Top of Supplied data
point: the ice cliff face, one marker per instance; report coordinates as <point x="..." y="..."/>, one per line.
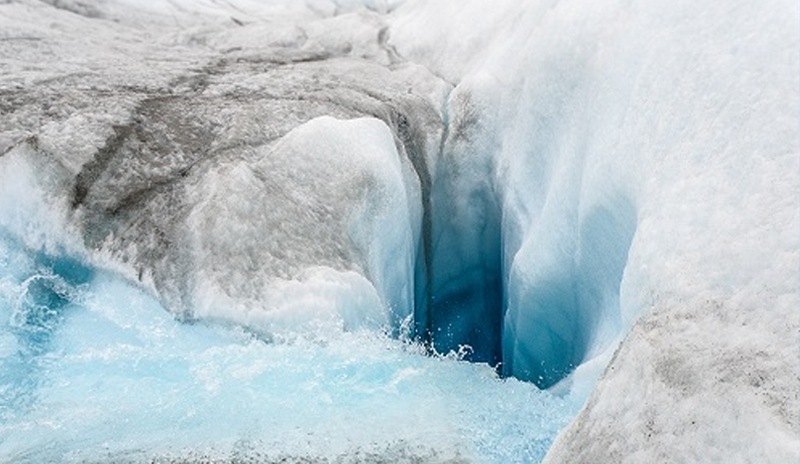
<point x="645" y="162"/>
<point x="555" y="185"/>
<point x="209" y="166"/>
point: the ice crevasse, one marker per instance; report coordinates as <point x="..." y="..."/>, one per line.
<point x="575" y="191"/>
<point x="636" y="167"/>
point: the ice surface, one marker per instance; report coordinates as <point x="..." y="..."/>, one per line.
<point x="112" y="377"/>
<point x="574" y="190"/>
<point x="646" y="161"/>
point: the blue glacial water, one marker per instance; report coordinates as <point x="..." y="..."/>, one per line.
<point x="93" y="369"/>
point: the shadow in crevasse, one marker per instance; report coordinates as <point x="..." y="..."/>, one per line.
<point x="36" y="303"/>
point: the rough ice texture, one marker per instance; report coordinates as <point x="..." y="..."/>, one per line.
<point x="609" y="171"/>
<point x="646" y="160"/>
<point x="193" y="158"/>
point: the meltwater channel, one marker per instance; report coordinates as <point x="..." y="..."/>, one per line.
<point x="93" y="369"/>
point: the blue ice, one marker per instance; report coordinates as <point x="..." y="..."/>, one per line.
<point x="92" y="368"/>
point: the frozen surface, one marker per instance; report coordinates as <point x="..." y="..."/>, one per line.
<point x="645" y="157"/>
<point x="94" y="369"/>
<point x="576" y="191"/>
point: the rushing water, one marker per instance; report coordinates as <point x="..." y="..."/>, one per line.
<point x="93" y="369"/>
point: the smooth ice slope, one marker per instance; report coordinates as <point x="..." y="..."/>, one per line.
<point x="645" y="157"/>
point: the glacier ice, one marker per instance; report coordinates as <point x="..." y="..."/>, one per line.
<point x="575" y="192"/>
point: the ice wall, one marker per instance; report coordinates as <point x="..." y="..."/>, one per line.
<point x="645" y="158"/>
<point x="269" y="170"/>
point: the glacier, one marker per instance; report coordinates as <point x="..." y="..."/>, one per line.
<point x="399" y="231"/>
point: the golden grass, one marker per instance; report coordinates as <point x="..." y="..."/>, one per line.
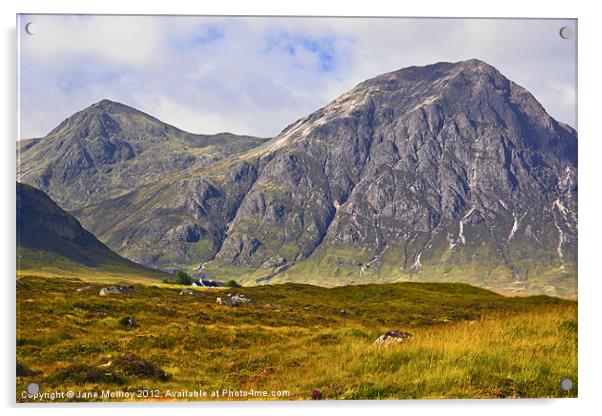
<point x="293" y="338"/>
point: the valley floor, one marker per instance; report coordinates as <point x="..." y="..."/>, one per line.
<point x="291" y="342"/>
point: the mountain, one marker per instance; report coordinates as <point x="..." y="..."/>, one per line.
<point x="443" y="172"/>
<point x="109" y="149"/>
<point x="49" y="239"/>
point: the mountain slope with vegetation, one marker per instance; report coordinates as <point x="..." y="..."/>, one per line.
<point x="50" y="241"/>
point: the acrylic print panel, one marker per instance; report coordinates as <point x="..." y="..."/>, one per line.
<point x="241" y="208"/>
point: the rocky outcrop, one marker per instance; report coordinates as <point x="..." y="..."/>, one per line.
<point x="444" y="171"/>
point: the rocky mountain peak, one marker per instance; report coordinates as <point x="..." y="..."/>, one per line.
<point x="445" y="171"/>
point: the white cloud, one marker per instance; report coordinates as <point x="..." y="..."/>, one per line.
<point x="257" y="75"/>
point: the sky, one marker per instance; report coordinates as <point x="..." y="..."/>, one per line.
<point x="257" y="75"/>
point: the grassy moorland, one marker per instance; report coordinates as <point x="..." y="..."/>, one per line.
<point x="467" y="342"/>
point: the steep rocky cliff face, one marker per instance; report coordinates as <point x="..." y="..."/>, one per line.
<point x="48" y="238"/>
<point x="438" y="169"/>
<point x="444" y="172"/>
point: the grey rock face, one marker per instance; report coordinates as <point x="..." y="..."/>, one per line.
<point x="435" y="170"/>
<point x="431" y="163"/>
<point x="395" y="335"/>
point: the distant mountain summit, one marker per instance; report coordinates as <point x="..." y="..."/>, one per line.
<point x="443" y="172"/>
<point x="109" y="149"/>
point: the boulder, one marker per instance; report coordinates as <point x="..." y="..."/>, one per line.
<point x="116" y="290"/>
<point x="395" y="335"/>
<point x="233" y="301"/>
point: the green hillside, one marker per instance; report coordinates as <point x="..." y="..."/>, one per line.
<point x="50" y="241"/>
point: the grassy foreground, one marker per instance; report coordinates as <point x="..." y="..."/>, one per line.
<point x="293" y="342"/>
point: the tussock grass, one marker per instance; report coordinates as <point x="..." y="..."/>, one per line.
<point x="467" y="342"/>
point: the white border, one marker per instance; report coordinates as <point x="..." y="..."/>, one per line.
Bottom of Supplied data
_To do:_
Please restate the entries word for word, with all pictures left out.

_Solution below:_
point: the ice cliff face, one marker per instance; report coordinates as <point x="..." y="..."/>, one per line.
<point x="645" y="162"/>
<point x="555" y="185"/>
<point x="209" y="166"/>
point: the ice crevasse, one marker per instance; report coordinates as <point x="..." y="..."/>, one per line.
<point x="575" y="191"/>
<point x="636" y="167"/>
point: the ice surface, one marker per instance; report coordinates as <point x="..." y="..."/>, one per line.
<point x="112" y="377"/>
<point x="574" y="190"/>
<point x="646" y="161"/>
point: the blue glacial water, one marker per instance; report coordinates as <point x="..." y="..."/>, one per line.
<point x="93" y="369"/>
point: the shadow in crevasse, one marker per instance; report coordinates as <point x="..." y="..."/>, one per line.
<point x="36" y="303"/>
point: the rough ice texture, one marker per instance; report coordinates as <point x="..." y="..."/>, one per line.
<point x="609" y="171"/>
<point x="646" y="160"/>
<point x="193" y="158"/>
point: the meltwater channel, one marker per instance; report coordinates as <point x="..." y="..."/>, one per line.
<point x="93" y="369"/>
point: the blue ice, one marker per instance; report coordinates as <point x="..." y="..."/>, one per line.
<point x="92" y="368"/>
point: the frozen surface, one marker per instance; report coordinates as <point x="..." y="..."/>, one per line.
<point x="645" y="157"/>
<point x="94" y="369"/>
<point x="576" y="191"/>
point: the rushing water, one marker per instance; report coordinates as <point x="..." y="..."/>, one per line.
<point x="93" y="369"/>
point: the smooth ice slope, one marker per instance; report coordinates as <point x="..." y="..."/>, one per line.
<point x="645" y="157"/>
point: the glacier ice, one marker per instance; report coordinates as <point x="..." y="..."/>, one per line.
<point x="575" y="192"/>
point: the ice wall, one marker per instance; report coordinates as <point x="..." y="..."/>, one per line.
<point x="645" y="158"/>
<point x="269" y="170"/>
point: the glacier, one marker per instance; report coordinates as <point x="..." y="..."/>, one per line.
<point x="399" y="231"/>
point: the golden grass, one marker per instance; report coordinates as <point x="..." y="..."/>, one per line.
<point x="293" y="338"/>
point: the valley floor, one marker per instance; report coordinates as <point x="..." y="..."/>, one per line.
<point x="291" y="342"/>
point: the mountain, one marker per instance; report coordinates as <point x="..." y="..."/>, one per line.
<point x="443" y="172"/>
<point x="109" y="149"/>
<point x="49" y="239"/>
point: the mountain slope with vegetation, one marker per instance; report coordinates as <point x="..." y="..."/>, one per line.
<point x="50" y="241"/>
point: the acrylic print panel, one marker per instance; report coordinates as <point x="..." y="..."/>, one per line.
<point x="241" y="208"/>
point: the rocky outcrop, one marker per instance; report coordinates as <point x="..." y="..."/>, one per line.
<point x="444" y="171"/>
point: the rocky mountain peak, one marker per instance; report coordinates as <point x="..." y="..."/>, one per line.
<point x="445" y="171"/>
point: the white cloud, one marker per instance; report coordinates as <point x="..." y="..."/>, one per line.
<point x="257" y="75"/>
point: the sky, one marker per instance; report coordinates as <point x="..." y="..."/>, one per line.
<point x="257" y="75"/>
point: the grassy moorland, one marker per instance; report coordinates as <point x="..." y="..."/>, one per line.
<point x="467" y="342"/>
point: the steep rocky cliff face, one marker per instance; report coordinates as <point x="..." y="..."/>, one per line.
<point x="48" y="238"/>
<point x="438" y="169"/>
<point x="444" y="172"/>
point: the grey rock face, one marker per instance; report coordinates as <point x="..." y="..."/>, one per line.
<point x="435" y="170"/>
<point x="431" y="163"/>
<point x="395" y="335"/>
point: the distant mountain summit, one marker per instance; report coordinates as <point x="..." y="..."/>, one per line.
<point x="443" y="172"/>
<point x="109" y="149"/>
point: the boulder, one marker per instance; report coordinates as <point x="..." y="..."/>, one per line.
<point x="116" y="290"/>
<point x="395" y="335"/>
<point x="233" y="301"/>
point: the green hillside, one marker per instance; report coordinates as <point x="..." y="..."/>, one per line.
<point x="50" y="241"/>
point: the grassy foreground, one marker per instance; report coordinates as <point x="..." y="..."/>, one per line.
<point x="293" y="342"/>
point: the tussock grass, one marker per instance; report coordinates as <point x="..." y="..."/>, one per line.
<point x="467" y="342"/>
point: the white border, one marker per instance; report coordinates as <point x="..." y="..."/>, one per line.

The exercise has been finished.